*** Opening DATA LISTING ***

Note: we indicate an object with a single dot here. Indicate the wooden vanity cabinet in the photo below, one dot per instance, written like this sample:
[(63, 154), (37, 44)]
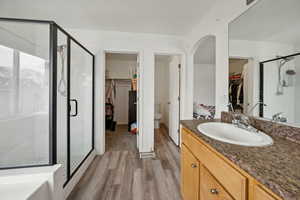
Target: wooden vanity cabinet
[(208, 175), (189, 175)]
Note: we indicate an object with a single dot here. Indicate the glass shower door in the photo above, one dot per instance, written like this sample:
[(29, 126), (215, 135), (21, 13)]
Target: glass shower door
[(81, 105)]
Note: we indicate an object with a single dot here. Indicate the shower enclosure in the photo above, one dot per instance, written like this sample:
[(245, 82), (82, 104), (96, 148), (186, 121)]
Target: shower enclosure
[(279, 87), (46, 96)]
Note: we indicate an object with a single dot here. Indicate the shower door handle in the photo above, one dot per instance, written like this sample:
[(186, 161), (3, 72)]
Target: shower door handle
[(76, 108)]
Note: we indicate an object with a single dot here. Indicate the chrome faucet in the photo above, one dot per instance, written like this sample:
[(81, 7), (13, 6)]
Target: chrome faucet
[(255, 105), (277, 117), (243, 122)]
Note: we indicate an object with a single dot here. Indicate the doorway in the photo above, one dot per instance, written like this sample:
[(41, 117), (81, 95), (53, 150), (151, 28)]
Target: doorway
[(240, 85), (167, 95), (121, 107)]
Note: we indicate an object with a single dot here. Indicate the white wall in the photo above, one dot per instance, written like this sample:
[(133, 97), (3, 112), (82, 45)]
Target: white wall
[(162, 88), (120, 69), (297, 87), (204, 84), (146, 45)]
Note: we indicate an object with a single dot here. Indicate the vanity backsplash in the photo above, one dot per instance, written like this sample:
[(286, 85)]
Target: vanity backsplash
[(272, 128)]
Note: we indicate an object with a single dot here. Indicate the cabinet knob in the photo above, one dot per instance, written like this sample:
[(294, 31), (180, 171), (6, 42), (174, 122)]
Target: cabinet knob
[(214, 191), (193, 165)]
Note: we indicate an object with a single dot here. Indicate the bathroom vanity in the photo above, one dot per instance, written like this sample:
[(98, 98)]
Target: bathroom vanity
[(214, 170)]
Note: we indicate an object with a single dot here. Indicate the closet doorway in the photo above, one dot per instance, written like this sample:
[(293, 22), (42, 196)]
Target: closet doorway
[(121, 107), (167, 96)]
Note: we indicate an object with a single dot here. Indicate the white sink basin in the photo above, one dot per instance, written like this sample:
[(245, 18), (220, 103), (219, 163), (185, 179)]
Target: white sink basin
[(231, 134)]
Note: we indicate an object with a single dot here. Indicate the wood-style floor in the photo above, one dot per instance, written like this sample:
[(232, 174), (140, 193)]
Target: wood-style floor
[(120, 175)]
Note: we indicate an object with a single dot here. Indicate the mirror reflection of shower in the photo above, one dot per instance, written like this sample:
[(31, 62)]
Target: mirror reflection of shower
[(288, 80), (62, 85)]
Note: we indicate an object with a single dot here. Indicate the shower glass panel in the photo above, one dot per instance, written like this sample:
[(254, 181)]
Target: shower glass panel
[(62, 101), (46, 97), (24, 94), (81, 103)]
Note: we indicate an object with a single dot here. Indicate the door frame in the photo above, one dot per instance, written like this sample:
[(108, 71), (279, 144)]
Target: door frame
[(139, 96), (181, 86), (251, 63)]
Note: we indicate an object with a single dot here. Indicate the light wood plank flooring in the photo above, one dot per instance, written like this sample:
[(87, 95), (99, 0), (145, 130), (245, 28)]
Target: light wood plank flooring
[(120, 175)]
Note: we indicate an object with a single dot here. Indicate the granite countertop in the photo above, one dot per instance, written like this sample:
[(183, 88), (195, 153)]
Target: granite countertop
[(277, 166)]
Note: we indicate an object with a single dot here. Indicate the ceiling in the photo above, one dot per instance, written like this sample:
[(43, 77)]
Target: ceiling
[(206, 52), (269, 20), (175, 17)]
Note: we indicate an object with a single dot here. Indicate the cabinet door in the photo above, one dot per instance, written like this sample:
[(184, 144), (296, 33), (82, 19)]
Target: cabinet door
[(190, 175), (210, 188), (260, 194)]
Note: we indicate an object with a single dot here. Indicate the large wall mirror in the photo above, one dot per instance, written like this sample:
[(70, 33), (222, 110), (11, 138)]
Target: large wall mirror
[(264, 61)]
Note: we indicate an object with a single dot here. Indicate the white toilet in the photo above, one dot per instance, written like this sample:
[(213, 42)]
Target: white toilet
[(157, 116)]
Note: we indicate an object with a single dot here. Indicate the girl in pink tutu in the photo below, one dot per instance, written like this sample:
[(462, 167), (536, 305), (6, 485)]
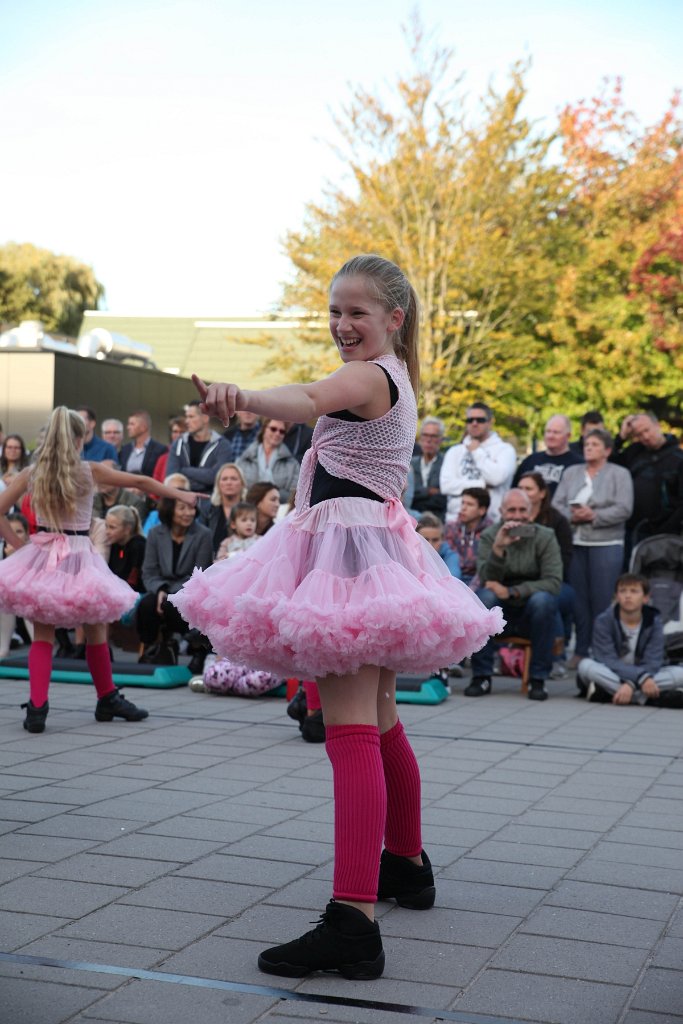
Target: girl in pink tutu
[(344, 591), (57, 578)]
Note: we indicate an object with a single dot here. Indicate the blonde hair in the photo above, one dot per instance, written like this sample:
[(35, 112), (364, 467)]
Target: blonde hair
[(393, 291), (215, 497), (127, 516), (57, 478)]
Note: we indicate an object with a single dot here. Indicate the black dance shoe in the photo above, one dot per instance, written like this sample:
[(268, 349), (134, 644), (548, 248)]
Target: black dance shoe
[(344, 940), (411, 885), (35, 717)]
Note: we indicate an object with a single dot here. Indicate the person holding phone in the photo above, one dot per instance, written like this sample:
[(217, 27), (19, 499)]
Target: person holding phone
[(520, 566)]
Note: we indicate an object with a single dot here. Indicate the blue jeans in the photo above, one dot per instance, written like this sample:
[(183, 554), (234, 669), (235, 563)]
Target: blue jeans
[(593, 574), (535, 619)]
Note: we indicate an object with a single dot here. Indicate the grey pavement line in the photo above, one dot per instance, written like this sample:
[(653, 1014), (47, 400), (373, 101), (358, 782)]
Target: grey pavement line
[(268, 990)]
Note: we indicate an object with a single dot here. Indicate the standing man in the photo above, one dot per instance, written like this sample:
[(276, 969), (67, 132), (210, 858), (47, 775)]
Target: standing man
[(482, 460), (113, 432), (655, 464), (94, 449), (520, 568), (243, 432), (557, 456), (427, 469), (200, 452), (142, 452)]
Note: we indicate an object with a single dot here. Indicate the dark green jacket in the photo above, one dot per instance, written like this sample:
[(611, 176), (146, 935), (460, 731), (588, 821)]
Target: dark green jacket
[(529, 564)]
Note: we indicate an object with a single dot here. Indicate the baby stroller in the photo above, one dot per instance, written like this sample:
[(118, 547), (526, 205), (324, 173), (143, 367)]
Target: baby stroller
[(659, 559)]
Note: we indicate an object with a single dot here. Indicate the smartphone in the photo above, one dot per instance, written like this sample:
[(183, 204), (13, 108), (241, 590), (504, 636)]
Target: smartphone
[(522, 529)]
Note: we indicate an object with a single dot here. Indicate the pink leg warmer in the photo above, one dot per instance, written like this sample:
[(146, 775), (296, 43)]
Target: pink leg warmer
[(312, 696), (402, 835), (359, 809), (40, 667), (99, 664)]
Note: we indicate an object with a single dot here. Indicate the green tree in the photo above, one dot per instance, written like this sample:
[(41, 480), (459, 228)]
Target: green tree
[(468, 211), (36, 284)]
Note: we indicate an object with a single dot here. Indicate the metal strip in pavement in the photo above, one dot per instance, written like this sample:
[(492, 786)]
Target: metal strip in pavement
[(267, 990)]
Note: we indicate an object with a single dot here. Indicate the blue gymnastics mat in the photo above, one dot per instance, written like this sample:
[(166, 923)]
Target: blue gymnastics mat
[(415, 689), (68, 670)]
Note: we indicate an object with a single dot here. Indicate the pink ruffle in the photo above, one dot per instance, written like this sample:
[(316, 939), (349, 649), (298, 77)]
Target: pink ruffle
[(62, 581), (316, 597)]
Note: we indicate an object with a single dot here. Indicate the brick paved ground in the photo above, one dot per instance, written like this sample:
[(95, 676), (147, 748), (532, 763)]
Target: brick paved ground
[(182, 845)]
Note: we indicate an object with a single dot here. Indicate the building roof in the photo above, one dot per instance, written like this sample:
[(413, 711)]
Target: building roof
[(214, 347)]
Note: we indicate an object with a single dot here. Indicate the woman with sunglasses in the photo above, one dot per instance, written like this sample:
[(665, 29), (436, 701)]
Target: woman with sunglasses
[(269, 460)]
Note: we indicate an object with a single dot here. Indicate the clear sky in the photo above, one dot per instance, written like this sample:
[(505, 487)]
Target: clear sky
[(171, 143)]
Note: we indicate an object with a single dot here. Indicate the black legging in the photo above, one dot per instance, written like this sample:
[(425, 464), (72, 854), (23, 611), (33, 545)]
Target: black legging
[(150, 622)]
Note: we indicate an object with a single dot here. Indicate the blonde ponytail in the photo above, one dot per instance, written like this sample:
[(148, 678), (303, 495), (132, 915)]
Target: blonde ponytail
[(57, 479)]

*** Closing DATA LISTING ***

> _EXERCISE_:
Within the data above, the span starting at the line containing "[(653, 1014), (47, 400), (373, 101), (358, 782)]" and ending at the line containing "[(276, 969), (67, 132), (210, 858), (47, 775)]" is to be retyped exactly, with no other lines.

> _SOLUTION FOR THIS EXERCISE_:
[(653, 1014), (47, 400), (373, 101), (358, 782)]
Target: grey pavement line
[(268, 990)]
Note: we indicate an object with a single dot here. Indicate the standing man in the photo above, one dot per instance, written like this sample:
[(276, 969), (67, 132), (210, 858), (47, 775)]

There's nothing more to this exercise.